__Exercise__:
Copy out every line between the lines holding "Shelf-audit ticket. Put a marker on every instance of the dark" and "Shelf-audit ticket. Put a marker on every instance of the green", inclusive. Scale each coordinate in the answers by 1.45 and round it to a whole number, with halves rounded up, and leave all other lines unchanged.

__Records for processing__:
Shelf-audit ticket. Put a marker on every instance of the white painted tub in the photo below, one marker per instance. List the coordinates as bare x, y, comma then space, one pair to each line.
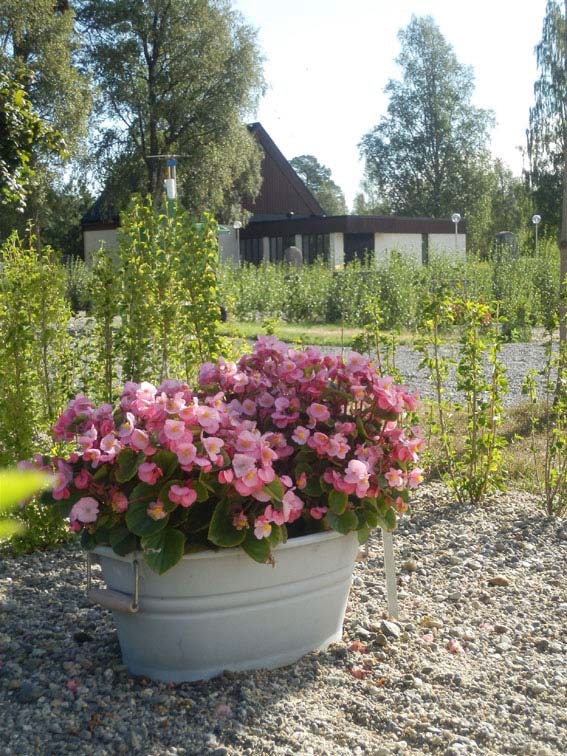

* * *

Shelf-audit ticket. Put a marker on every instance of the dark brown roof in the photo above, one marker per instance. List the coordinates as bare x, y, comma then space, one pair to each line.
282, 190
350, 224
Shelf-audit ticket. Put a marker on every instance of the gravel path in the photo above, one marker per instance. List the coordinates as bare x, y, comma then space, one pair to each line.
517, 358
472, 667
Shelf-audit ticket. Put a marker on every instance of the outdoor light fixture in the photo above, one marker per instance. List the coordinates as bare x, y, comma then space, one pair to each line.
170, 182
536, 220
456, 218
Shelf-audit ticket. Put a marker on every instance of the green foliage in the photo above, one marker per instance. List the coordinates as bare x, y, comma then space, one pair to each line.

__Solved problem__:
Shelf-audit ticket. Put a marker on every instance of the dark brown roof in the photo above, one marker per instance. List the coordinates as bare x, y, comma then space, one pair to each line.
409, 276
508, 325
Shelf-audit ticket. Put a marker on every instance of the gravel path in the photo above, one marker per instance. List the coordinates as bare x, y, comma then space, one pair to each line.
750, 519
684, 967
Shelf-audit ticket. Put a marker on every instance of the outdoor light fixture in the photo above, one marker per instance. List the coordinates as bare x, y, comma then space, one pair to each line.
247, 264
777, 319
661, 316
Shelf-audit ticket. Put a marker on every instance of the green foliage in the photo above, one marker per instance. List the coordinates as bare x, y, comma then space, one pair to each line.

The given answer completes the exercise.